Mainly, a set of related tables. Each table is a set of records
(rows, items) of similar type.
Example: the company
database. Let's start with company.pdf.
The term "database" sometimes refers to the software package, eg MySQL or
Postgres, but most modern databases also use it to refer to a particular
collection of related tables. Thus Postgres might support multiple
databases, each with different names. The company database might be one; the
university
database might be another.
We interact with databases through queries, using the SQL
language. Here are a few very simple read-only (data access) queries,
involving only the employee table.
select * from employee e where e.ssn =
'333445555'; -- one unique result
select e.fname, e.lname, e.salary from employee e where e.super_ssn =
'333445555'; -- multiple results
select e.lname, e.ssn, e.salary from employee e where e.salary >=
30000;
We will consistently use table-alias variables, like e
above, although SQL does not absolutely require them. We'll return to SQL
below, but for now note that each query has three parts:
- a select clause specifying the columns
desired
- a from clause specifying the tables
involved
- a where clause specifying the rows
desired
The queries above involved just one table. The most interesting queries
involve joins of two or more tables. The join
condition defines a relationship between the tables.
list each employee with their department
name:
select e.fname, e.lname, d.dname from employee e join department d on
e.dno = d.dnumber;
We used the explicit join notation above, in which the from
clause lists a single, joined table. The implicit join notation would be as
follows; the join condition is now moved to the where
clause. It is deprecated and should not be used in this class.
select e.fname, e.lname, d.dname from
employee e, department d where e.dno = d.dnumber;
Why didn't we just put the department name in the employee table?
list employees working on project 2, with
hours:
select e.fname, e.lname, w.hours, w.pno from employee e join works_on w on
e.ssn = w.essn where w.pno = 2;
Why didn't we just put the employee's projects in the employee table? This
has a very different answer!
Here's a join involving three tables. How would you describe it in English?
select e.fname, e.lname, p.pname
from employee e join works_on w on e.ssn = w.essn join project p on w.pno
= p.pnumber
where w.hours >= 10;
Why don't we put everything into one table? Why do we have
multiple tables at all? Here's a query that would give us the employee,
works_on and project tables in one large table (with some columns edited
out)
select e.fname, e.lname, e.salary, w.hours,
p.pname, p.plocation
from employee e join works_on w on e.ssn = w.essn join project p on w.pno
= p.pnumber;
Suppose somebody tells you "we can just keep one spreadsheet with the above
information", and that therefore you don't need a database with multiple
tables! What could possibly go wrong?

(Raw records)
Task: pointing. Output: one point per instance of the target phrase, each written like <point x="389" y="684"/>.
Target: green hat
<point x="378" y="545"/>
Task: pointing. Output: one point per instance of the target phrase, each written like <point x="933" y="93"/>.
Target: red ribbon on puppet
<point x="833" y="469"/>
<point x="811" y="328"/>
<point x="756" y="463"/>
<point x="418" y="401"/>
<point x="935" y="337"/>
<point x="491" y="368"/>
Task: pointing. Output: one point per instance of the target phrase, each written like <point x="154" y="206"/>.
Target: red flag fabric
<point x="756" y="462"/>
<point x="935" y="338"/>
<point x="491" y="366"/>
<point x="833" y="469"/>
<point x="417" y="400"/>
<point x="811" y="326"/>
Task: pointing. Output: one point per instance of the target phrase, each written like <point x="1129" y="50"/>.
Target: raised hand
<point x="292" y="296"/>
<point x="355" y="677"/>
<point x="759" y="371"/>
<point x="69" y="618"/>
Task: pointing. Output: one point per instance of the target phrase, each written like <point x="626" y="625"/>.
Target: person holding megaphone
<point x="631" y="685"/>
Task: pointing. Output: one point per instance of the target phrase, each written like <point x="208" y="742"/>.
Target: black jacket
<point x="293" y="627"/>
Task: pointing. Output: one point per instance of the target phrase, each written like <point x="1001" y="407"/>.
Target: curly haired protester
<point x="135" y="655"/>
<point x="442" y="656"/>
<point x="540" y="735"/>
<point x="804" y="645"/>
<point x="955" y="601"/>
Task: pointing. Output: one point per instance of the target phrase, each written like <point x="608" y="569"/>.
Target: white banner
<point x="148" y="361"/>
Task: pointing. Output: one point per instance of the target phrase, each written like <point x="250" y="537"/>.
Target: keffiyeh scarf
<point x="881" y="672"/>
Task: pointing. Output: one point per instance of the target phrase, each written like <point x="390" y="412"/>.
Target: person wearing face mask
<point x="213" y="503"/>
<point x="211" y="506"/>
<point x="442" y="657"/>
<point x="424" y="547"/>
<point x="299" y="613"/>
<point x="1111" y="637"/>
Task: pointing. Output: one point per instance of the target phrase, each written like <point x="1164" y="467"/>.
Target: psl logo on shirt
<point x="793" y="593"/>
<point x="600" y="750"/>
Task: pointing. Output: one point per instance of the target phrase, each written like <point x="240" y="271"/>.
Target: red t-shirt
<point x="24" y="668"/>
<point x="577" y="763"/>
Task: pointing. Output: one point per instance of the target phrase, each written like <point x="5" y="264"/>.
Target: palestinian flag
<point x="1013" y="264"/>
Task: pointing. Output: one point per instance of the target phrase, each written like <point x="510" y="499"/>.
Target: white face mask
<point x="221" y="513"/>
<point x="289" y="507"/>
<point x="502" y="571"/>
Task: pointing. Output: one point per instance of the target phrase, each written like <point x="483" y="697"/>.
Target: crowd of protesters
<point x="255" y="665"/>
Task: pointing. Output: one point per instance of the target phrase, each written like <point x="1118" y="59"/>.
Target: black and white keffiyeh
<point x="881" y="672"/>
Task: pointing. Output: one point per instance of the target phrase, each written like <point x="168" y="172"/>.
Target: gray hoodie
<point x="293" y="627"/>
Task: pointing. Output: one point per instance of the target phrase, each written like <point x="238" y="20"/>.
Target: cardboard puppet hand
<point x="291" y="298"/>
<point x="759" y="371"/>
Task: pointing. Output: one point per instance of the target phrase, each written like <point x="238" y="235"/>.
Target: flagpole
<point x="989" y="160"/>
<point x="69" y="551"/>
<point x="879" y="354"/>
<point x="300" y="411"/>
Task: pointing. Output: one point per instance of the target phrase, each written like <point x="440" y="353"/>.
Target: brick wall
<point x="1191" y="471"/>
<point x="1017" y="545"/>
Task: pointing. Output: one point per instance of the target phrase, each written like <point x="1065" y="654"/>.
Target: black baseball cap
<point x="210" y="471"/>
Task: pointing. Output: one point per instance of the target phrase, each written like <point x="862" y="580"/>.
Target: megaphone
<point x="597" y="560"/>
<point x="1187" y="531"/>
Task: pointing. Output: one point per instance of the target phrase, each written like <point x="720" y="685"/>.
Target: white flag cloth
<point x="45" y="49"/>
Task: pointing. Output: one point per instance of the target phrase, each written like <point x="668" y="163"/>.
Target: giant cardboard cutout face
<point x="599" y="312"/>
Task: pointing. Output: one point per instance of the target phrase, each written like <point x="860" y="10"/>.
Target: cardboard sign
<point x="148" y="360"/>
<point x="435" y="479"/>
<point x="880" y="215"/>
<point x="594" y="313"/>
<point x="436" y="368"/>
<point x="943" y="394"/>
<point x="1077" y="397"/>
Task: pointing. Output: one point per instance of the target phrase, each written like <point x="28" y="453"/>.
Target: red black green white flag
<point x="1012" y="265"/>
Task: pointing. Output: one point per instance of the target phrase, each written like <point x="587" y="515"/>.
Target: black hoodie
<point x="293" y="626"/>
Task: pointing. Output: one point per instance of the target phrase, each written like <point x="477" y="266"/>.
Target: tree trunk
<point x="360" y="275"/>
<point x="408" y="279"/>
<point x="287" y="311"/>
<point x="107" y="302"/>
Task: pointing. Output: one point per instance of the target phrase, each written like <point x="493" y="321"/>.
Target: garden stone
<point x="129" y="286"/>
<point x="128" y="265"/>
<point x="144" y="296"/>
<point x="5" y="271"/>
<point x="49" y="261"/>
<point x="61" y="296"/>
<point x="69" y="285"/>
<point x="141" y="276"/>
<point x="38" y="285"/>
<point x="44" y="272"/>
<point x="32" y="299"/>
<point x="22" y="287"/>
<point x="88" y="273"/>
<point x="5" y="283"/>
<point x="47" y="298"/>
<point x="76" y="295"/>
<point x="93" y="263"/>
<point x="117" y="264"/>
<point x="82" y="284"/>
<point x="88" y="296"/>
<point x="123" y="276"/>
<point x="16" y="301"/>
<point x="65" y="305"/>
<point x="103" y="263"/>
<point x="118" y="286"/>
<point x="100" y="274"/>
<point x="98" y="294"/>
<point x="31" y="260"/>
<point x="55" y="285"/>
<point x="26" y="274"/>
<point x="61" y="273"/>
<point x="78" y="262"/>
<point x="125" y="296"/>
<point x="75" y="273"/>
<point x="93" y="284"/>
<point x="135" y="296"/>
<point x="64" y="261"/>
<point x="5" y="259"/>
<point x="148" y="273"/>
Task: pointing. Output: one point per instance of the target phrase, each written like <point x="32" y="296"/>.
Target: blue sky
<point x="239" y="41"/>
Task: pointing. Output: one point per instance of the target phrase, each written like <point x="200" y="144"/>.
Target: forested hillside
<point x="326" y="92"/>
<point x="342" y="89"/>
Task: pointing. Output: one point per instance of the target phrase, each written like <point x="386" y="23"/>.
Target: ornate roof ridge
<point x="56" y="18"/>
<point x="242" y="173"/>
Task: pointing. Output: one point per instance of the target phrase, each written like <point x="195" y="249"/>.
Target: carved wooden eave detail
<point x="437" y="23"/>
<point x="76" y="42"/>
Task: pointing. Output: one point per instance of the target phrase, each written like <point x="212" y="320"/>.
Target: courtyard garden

> _Request A_:
Which join notation do the database notes call deprecated?
> _Request B_:
Reproduce the passage of the database notes from "list employees working" to "very different answer!", substituting "very different explanation" for "very different answer".
The raw records have no role in this work.

> _Problem solution A_:
The implicit join notation, which moves the join condition to the where clause, is deprecated.

> _Problem solution B_:
list employees working on project 2, with
hours:
select e.fname, e.lname, w.hours, w.pno from employee e join works_on w on
e.ssn = w.essn where w.pno = 2;
Why didn't we just put the employee's projects in the employee table? This
has a very different explanation!